• _Supplied material_
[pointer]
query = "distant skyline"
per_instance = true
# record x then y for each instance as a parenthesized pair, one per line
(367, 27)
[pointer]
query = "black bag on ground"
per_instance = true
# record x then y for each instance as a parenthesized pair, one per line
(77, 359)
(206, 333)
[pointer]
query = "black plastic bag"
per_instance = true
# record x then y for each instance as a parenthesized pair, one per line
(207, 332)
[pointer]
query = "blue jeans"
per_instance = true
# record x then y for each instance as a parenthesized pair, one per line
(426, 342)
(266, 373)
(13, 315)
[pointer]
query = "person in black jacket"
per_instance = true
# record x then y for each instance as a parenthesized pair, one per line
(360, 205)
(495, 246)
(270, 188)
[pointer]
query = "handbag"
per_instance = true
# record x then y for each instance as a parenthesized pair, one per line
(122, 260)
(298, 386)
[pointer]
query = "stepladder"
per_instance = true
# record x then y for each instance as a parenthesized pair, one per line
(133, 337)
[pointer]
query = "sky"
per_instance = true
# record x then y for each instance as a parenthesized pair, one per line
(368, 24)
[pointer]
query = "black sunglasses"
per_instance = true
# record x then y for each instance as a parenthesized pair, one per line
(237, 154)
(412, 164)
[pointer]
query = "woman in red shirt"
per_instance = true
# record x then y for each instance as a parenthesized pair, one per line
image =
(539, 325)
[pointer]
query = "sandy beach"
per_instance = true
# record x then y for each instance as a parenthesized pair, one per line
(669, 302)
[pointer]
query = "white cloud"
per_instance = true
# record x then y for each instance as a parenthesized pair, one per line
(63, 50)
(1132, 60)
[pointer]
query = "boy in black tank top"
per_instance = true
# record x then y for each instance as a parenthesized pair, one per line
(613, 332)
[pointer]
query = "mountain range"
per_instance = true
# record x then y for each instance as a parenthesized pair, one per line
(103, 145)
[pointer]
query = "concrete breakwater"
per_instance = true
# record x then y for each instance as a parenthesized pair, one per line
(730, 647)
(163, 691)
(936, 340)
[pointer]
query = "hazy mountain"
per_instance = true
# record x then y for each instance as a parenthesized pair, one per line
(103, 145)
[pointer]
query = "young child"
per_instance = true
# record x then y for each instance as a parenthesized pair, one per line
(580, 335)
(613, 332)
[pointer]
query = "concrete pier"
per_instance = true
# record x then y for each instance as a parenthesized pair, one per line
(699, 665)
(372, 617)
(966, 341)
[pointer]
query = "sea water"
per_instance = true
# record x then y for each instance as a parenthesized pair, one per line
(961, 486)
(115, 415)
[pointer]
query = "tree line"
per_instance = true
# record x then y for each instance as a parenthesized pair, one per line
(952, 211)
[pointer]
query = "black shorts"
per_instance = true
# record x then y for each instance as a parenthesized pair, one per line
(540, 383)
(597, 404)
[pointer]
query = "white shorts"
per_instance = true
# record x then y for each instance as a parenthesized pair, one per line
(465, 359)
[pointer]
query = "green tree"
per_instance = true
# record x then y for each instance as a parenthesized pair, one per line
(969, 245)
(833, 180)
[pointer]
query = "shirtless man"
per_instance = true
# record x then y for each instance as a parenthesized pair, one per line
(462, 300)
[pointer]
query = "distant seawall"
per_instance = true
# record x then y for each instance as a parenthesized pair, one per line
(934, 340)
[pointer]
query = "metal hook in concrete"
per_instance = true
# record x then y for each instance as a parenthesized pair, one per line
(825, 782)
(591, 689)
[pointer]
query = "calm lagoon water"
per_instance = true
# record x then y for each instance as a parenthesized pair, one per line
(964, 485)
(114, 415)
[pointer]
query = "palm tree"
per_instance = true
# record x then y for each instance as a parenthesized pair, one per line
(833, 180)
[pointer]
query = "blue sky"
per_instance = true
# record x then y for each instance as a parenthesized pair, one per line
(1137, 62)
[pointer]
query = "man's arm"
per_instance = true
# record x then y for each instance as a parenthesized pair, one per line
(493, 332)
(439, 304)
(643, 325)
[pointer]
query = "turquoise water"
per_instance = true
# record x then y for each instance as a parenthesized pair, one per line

• _What the exercise asks_
Exactly as they appear above, copy out all the records.

• _Exercise result_
[pointer]
query = "distant skyline"
per_instance = true
# record x then y for each instance as a parenthesized pair, one per line
(367, 27)
[pointer]
query = "black bag on ground"
per_instance = true
# record x then y for each instance as a parenthesized pair, one per line
(77, 359)
(206, 333)
[pointer]
query = "black plastic bag"
per_instance = true
# record x then y for each instance as a parenthesized pair, one per line
(207, 332)
[pointer]
query = "blue jeans"
per_instance = true
# record x then y for each instance as a parenthesized pair, one per line
(426, 342)
(266, 373)
(13, 315)
[pointer]
query = "person in black jacket"
per_instance = true
# record x then y for each instance as a parenthesized pair, one per line
(360, 205)
(495, 246)
(270, 188)
[pointer]
query = "handbag"
per_instance = true
# record x then y for each instance as a parenthesized pair, one per line
(122, 260)
(298, 386)
[pointer]
query = "stepladder"
per_instance = true
# record x then y for each instance as a parenthesized pair, one per line
(133, 337)
[pointer]
query = "sky"
per_instance = true
# record x then y for each instance as a parenthesized pair, one per line
(368, 24)
[pointer]
query = "black sunglasses"
per_instance = true
# record x then y for each instance as a parenthesized pair, one per line
(237, 154)
(412, 164)
[pointer]
query = "woman in red shirt"
per_instance = true
# record x then y for each instance as a parenthesized pair, one per line
image =
(539, 325)
[pointer]
query = "sandy beach"
per_instance = true
# record x then y for each instance as a parenthesized pair, one per line
(669, 302)
[pointer]
query = "white cloud"
per_instance = true
# record x then y for each instance as a parenthesized pair, one per line
(63, 50)
(1132, 60)
[pointer]
query = "boy in black tank top"
per_instance = true
# record x then y for each instance as a parenthesized pair, one per line
(613, 332)
[pointer]
query = "mountain range"
per_instance = true
# record x then y for each instance as a parenthesized pair, one per line
(103, 145)
[pointer]
query = "concrete breakwater"
per_instance = true
# record x then y for each instance as a parenthesized pair, one per line
(730, 647)
(163, 691)
(936, 340)
[pointer]
query = "hazy mountain"
per_instance = true
# record x then y for each instance as a parenthesized pair, one per line
(103, 145)
[pointer]
query = "young child"
per_instance = true
# record x then y for each instance as a parenthesized pair, one per line
(580, 335)
(613, 332)
[pointer]
query = "concrete pier"
per_instance = true
# record x then y for each instance as a parenthesized pair, one per line
(699, 665)
(372, 617)
(966, 341)
[pointer]
query = "sea water"
per_instance = true
# record x then y for each instance as a parenthesized pair, one per line
(961, 486)
(115, 415)
[pointer]
query = "tree line"
per_instance = true
# record x then y for each instance as a parenthesized pair, one per line
(952, 211)
[pointer]
query = "black shorts"
per_instance = true
# record x then y for each instance as a parenthesized pair, one per line
(540, 383)
(597, 404)
[pointer]
query = "white shorts"
per_instance = true
# record x then y for each instance as a parenthesized pair, one per line
(465, 359)
[pointer]
query = "green tree"
per_instance = true
# record x then y for each instance as a parenthesized pair, one per line
(969, 245)
(833, 180)
[pointer]
query = "shirtless man"
per_instance = true
# record x then y for each instance as a parenthesized pair, one per line
(462, 300)
[pointer]
query = "distant seawall"
per_instance = true
# record x then y for each instance as a parenthesized pair, one per line
(934, 340)
[pointer]
query = "metal hook in concrete"
per_instance = true
# record x then y for each instance as a parenthesized pair, one per line
(825, 782)
(591, 689)
[pointer]
query = "calm lagoon water"
per_instance = true
# record x then y for each instance as a parenthesized pair, one per line
(964, 485)
(114, 415)
[pointer]
query = "palm tree"
per_instance = true
# record x then y for each instance as a parenthesized pair, one per line
(833, 180)
[pointer]
query = "blue sky"
per_instance = true
# record x then y for each instance as a parenthesized pair, one per line
(1137, 62)
[pointer]
query = "man's arm"
per_instance = true
# record x then y for each instance as a parenthesized pair, one per line
(493, 332)
(439, 304)
(643, 325)
[pointer]
query = "turquoise water"
per_instance = true
# record x then y for each instance as a parenthesized pair, one per line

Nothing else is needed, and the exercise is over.